BEGIN Given data

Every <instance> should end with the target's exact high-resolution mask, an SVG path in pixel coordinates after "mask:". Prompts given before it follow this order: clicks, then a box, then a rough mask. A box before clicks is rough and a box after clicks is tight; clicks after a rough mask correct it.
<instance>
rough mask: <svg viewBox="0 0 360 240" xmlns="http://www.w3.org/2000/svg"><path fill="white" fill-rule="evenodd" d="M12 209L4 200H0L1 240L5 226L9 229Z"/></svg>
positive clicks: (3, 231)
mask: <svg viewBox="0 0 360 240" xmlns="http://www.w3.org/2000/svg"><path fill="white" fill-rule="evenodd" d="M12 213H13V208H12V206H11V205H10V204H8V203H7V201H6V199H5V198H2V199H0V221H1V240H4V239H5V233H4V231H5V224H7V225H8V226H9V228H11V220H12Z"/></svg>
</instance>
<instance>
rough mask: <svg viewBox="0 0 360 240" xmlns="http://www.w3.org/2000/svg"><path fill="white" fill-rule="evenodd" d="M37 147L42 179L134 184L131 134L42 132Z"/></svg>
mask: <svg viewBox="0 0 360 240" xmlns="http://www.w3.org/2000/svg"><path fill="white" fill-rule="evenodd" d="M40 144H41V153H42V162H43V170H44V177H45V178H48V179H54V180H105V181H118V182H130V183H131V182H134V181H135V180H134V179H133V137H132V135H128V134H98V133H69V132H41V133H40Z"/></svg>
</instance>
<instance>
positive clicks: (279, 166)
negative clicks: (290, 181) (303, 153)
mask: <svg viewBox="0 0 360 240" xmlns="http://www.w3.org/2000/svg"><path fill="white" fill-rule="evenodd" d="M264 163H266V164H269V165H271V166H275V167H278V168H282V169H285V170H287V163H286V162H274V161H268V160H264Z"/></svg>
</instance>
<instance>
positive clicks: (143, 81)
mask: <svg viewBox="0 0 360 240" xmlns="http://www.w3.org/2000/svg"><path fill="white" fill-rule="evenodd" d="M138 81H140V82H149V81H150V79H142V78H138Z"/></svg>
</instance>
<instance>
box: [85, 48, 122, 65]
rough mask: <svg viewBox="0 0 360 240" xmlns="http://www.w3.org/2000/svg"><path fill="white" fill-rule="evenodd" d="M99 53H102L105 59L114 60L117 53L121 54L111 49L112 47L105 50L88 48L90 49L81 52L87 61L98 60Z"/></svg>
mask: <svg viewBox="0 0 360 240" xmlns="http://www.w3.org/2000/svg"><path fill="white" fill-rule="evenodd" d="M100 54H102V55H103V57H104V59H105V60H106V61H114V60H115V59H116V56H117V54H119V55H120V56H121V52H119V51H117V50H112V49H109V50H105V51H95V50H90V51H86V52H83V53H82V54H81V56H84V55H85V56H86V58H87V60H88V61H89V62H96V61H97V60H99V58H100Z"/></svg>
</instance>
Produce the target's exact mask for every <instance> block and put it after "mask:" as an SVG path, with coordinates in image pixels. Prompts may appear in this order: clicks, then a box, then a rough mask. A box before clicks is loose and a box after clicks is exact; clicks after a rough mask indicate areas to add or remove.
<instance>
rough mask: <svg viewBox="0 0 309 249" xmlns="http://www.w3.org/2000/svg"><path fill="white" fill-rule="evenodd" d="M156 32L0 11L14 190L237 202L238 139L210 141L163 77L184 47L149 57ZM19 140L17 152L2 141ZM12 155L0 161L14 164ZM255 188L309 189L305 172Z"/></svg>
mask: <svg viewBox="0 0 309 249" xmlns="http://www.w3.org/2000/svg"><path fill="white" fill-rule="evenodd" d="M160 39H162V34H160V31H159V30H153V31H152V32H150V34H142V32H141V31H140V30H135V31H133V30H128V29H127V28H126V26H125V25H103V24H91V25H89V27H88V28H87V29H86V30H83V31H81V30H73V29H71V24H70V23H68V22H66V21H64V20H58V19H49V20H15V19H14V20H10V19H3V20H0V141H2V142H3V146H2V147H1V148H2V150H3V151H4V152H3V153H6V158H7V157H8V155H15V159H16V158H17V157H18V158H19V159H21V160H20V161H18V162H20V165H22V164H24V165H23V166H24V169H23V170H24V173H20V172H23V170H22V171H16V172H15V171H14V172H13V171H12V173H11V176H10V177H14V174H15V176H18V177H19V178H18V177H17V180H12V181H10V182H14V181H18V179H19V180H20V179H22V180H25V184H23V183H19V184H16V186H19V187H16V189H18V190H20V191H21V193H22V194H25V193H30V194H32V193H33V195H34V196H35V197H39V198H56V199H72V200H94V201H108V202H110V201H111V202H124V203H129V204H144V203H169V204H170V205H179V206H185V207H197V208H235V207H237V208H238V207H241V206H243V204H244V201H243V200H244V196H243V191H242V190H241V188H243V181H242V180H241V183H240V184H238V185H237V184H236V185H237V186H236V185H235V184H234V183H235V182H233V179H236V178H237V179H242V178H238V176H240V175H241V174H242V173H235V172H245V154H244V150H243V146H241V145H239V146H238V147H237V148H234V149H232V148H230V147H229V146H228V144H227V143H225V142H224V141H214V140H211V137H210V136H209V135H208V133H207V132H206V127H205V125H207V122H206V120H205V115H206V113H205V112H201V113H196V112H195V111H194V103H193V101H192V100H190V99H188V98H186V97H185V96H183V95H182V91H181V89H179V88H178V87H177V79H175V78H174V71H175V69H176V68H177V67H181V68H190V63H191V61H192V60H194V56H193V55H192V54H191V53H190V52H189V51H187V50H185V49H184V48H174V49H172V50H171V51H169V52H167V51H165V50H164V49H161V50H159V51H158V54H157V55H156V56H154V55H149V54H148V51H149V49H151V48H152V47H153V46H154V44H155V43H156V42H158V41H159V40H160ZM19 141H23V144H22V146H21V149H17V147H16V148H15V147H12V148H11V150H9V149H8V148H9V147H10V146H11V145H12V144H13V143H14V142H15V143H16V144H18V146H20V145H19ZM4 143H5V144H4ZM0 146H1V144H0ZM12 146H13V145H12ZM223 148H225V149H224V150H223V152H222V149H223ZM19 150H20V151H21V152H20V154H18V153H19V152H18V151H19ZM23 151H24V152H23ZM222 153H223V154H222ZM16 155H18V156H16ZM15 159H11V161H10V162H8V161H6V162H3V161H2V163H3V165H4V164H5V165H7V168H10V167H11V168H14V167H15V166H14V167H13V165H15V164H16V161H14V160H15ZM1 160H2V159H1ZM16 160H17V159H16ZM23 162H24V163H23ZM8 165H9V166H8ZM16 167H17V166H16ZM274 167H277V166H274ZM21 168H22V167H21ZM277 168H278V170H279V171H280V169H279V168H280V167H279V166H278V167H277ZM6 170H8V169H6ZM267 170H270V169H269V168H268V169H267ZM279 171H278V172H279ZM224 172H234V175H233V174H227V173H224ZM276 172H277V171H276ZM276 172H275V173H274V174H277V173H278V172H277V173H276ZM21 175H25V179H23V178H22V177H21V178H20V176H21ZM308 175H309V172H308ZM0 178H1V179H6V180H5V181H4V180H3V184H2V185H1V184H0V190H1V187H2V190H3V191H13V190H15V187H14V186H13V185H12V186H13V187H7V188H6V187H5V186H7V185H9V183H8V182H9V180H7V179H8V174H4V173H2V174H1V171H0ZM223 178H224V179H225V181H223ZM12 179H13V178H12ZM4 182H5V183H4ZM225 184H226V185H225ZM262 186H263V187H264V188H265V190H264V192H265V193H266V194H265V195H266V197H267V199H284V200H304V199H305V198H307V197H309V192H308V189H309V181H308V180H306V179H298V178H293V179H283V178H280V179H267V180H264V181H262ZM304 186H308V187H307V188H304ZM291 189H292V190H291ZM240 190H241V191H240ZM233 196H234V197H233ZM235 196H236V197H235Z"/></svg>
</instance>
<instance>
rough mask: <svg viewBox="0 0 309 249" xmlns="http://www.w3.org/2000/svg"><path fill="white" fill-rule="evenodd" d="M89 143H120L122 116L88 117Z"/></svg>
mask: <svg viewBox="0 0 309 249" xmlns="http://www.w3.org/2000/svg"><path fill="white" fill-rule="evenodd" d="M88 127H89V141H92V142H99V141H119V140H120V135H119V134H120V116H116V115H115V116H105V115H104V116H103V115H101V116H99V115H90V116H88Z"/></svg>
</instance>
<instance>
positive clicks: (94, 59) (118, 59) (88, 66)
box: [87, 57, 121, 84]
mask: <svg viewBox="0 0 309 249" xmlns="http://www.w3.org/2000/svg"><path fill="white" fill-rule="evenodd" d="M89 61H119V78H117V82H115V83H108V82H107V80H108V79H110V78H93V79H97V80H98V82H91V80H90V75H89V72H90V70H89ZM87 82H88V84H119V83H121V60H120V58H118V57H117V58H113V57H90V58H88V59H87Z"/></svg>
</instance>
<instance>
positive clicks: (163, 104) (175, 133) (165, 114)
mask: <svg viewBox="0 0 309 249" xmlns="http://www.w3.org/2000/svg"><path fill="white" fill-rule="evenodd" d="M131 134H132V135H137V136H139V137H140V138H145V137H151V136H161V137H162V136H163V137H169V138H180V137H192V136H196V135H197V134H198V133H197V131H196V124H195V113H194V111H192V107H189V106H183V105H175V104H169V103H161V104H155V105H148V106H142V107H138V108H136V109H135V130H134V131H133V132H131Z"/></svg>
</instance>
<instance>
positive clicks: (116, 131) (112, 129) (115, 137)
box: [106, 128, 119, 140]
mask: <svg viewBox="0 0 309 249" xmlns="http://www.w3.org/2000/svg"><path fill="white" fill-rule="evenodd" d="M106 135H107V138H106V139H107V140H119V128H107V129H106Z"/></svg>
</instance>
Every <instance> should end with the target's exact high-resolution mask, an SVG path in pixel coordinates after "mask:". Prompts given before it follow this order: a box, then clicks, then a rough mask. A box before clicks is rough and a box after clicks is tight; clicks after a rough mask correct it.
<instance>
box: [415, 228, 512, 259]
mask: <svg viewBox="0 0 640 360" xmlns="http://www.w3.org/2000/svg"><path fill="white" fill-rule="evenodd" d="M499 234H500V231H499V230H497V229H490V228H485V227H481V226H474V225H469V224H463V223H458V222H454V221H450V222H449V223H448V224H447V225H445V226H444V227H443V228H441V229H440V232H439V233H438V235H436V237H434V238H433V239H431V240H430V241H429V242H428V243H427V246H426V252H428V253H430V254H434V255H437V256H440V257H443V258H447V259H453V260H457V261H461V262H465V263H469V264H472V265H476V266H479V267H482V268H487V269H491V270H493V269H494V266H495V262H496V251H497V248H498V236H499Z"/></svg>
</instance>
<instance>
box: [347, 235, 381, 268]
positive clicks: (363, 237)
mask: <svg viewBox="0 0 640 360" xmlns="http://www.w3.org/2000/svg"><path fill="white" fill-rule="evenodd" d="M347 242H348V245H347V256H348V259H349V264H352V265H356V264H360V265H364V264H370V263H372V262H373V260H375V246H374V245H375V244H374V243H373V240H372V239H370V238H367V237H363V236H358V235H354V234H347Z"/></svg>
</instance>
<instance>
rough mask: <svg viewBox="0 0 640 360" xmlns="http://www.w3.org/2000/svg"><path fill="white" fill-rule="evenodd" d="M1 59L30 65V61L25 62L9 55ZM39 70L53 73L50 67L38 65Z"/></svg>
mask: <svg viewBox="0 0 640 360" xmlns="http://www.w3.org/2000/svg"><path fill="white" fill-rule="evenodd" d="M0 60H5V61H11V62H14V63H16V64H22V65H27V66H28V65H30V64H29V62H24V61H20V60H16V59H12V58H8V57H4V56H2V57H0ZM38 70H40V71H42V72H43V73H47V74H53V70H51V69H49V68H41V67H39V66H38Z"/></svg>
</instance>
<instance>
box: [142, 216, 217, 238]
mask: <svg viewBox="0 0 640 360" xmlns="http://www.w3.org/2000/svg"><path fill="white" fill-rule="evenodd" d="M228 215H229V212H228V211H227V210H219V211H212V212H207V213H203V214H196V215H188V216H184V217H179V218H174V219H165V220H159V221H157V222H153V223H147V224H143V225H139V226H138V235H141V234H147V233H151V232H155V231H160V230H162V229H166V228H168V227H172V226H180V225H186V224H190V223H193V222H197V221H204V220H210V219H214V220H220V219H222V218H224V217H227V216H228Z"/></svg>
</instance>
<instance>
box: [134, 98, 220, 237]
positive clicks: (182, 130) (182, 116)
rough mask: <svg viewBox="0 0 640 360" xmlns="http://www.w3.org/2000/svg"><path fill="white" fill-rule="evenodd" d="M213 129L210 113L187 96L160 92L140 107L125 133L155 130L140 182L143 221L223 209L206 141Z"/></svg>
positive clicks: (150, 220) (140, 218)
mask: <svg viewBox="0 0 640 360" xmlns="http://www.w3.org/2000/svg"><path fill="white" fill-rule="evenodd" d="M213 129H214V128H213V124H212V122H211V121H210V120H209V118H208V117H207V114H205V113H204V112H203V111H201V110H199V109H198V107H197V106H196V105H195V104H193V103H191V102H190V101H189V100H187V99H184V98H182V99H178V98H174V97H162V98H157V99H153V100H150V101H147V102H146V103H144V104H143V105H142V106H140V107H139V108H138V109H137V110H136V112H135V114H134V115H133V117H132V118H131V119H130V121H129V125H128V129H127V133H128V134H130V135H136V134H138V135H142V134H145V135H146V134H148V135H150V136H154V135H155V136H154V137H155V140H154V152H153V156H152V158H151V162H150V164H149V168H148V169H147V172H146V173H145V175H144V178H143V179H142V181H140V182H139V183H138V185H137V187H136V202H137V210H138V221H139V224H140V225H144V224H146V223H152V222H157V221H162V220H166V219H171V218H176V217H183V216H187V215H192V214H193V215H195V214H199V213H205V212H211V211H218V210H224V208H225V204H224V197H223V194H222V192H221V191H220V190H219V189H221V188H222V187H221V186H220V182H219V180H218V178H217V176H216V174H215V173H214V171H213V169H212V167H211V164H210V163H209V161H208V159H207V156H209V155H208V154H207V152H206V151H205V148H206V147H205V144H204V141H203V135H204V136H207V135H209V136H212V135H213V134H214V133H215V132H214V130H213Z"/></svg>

END Given data

Requirement>
Whenever a line in the data holds "high", copy that line.

Solution for this problem>
Every <instance> should end with the target's exact high-resolution mask, an SVG path in pixel coordinates after "mask:". Prompts given before it follow this order: clicks, then a box, then a rough mask. A box before clicks is rough and a box after clicks is tight; clicks after a rough mask correct it.
Every <instance> should end with the target's exact high-resolution mask, an SVG path in pixel coordinates after "mask:". Prompts given before it follow this order: a box, then clicks, then a rough mask. A box before clicks is rough and a box after clicks is tight; clicks after a rough mask correct it.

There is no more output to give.